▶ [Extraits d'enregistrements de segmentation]
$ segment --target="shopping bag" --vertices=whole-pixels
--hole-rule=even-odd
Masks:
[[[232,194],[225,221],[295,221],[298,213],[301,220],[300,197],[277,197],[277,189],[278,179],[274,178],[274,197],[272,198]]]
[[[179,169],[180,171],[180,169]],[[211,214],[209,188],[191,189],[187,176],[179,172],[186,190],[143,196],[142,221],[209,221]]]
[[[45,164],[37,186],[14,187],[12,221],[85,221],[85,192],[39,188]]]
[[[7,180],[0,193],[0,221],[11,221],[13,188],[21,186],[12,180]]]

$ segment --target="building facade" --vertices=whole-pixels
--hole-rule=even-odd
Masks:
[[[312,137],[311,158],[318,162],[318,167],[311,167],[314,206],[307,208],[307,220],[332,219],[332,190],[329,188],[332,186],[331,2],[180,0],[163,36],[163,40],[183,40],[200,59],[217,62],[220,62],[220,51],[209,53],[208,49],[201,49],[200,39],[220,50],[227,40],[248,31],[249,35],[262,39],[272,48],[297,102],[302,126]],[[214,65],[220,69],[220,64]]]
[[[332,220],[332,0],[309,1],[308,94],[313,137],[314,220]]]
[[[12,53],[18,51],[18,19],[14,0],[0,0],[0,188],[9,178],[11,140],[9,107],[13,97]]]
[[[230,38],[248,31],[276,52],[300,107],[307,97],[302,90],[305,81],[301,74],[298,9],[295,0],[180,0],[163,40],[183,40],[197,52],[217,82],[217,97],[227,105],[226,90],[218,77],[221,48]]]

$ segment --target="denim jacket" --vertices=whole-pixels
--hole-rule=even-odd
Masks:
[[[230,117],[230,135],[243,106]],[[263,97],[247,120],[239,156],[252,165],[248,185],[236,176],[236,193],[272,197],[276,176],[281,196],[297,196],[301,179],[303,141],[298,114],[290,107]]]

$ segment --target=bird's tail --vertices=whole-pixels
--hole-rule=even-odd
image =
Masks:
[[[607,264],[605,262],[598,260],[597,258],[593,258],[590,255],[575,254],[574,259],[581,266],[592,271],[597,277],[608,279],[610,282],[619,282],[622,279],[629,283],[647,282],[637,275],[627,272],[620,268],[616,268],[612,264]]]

---

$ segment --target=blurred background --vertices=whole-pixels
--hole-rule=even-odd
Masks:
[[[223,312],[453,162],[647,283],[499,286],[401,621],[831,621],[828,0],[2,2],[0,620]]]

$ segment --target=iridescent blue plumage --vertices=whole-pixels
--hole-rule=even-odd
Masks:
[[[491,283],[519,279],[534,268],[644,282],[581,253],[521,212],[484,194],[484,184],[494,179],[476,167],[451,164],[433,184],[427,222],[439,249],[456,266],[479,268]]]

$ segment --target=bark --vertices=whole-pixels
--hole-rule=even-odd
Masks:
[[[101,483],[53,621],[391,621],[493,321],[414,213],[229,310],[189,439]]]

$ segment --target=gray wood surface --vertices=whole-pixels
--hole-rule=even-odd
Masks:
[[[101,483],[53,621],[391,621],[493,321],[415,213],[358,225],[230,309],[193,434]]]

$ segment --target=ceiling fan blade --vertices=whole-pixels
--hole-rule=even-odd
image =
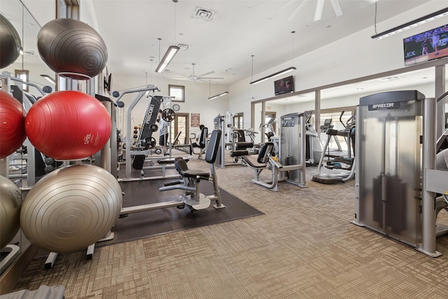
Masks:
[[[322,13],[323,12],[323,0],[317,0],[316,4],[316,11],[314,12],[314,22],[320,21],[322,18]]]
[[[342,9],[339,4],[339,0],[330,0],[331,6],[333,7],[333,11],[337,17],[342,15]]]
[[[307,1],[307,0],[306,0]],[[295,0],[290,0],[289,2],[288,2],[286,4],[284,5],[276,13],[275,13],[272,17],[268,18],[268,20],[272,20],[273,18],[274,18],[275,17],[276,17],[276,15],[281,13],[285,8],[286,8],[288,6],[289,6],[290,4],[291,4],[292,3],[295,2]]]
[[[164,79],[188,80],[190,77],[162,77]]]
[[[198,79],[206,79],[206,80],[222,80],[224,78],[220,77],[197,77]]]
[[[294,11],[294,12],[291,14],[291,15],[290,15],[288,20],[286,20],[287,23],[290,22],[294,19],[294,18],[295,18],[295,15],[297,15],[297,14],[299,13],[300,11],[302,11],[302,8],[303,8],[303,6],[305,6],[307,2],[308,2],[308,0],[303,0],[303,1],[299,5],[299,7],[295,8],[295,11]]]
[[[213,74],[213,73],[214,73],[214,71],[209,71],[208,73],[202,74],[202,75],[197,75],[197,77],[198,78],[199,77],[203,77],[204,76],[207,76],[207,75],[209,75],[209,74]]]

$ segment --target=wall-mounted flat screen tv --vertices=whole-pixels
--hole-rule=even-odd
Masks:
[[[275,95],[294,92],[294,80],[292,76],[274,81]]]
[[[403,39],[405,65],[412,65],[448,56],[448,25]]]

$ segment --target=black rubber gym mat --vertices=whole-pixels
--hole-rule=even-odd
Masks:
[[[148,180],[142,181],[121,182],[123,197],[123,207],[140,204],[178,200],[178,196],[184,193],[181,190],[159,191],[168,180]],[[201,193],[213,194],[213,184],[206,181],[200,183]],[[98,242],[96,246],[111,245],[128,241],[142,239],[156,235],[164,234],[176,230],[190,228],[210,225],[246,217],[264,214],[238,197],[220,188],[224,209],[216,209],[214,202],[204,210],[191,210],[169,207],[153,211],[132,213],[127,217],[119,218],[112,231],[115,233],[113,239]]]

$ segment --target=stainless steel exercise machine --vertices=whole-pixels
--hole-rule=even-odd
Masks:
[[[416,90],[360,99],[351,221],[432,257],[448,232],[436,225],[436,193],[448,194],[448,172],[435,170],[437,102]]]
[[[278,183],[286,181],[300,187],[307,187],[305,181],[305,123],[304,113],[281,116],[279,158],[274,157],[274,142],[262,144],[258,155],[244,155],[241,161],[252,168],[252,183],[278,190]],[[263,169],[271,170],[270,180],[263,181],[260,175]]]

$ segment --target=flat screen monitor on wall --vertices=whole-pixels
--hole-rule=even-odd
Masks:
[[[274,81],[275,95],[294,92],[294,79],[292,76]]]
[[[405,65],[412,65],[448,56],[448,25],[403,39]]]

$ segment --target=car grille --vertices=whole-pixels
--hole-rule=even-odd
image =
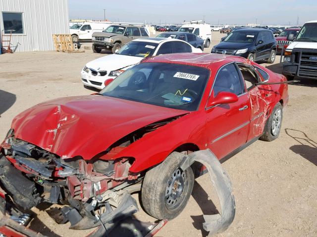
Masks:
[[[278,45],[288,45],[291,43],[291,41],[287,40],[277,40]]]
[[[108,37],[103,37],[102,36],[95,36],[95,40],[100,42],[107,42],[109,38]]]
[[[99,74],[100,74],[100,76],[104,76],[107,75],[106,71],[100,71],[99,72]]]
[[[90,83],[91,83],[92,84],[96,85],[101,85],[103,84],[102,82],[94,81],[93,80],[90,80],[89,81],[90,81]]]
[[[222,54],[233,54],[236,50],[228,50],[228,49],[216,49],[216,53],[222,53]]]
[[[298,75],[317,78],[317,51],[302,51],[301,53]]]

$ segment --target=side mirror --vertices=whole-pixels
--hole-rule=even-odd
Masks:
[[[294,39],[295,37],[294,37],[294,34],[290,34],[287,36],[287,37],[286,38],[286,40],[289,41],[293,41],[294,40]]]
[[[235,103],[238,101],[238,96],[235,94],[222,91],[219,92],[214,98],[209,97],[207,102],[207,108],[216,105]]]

==

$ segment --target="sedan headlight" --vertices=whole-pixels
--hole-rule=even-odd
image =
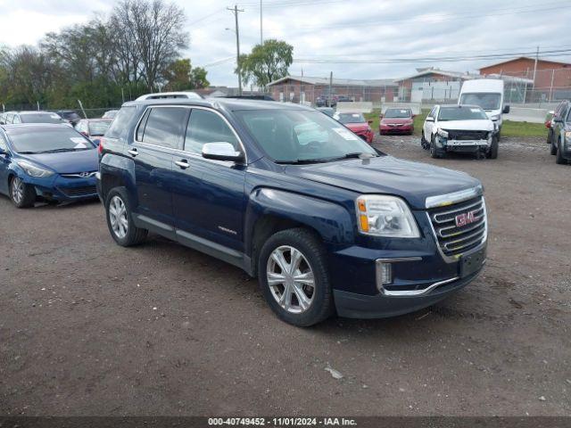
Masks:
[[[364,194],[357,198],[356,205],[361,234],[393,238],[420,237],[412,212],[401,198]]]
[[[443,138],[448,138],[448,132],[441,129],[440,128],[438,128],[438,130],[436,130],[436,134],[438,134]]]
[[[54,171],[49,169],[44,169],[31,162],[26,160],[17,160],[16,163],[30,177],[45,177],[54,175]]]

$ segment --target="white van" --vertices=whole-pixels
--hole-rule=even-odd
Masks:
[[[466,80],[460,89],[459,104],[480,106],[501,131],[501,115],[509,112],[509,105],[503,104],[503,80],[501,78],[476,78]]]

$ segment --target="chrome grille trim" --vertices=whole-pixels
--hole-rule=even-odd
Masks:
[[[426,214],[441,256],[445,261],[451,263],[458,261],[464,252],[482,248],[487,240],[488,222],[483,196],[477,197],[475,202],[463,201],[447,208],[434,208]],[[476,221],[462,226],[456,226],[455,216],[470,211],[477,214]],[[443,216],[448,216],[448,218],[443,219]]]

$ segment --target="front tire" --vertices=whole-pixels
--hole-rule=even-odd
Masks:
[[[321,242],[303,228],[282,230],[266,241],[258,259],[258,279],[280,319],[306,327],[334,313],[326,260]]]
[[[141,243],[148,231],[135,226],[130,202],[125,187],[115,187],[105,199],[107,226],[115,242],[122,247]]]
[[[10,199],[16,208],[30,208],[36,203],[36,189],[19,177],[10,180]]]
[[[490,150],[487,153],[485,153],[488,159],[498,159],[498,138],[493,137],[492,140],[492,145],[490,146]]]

▶ [ÉNONCÉ] Relevez chaque ligne des items qui contient la chaîne « screen ».

▶ [CORRIGÉ]
$ segment --target=wall-mounted flat screen tv --vertices=whole-pixels
$ segment --target=flat screen monitor on wall --vertices=whole-pixels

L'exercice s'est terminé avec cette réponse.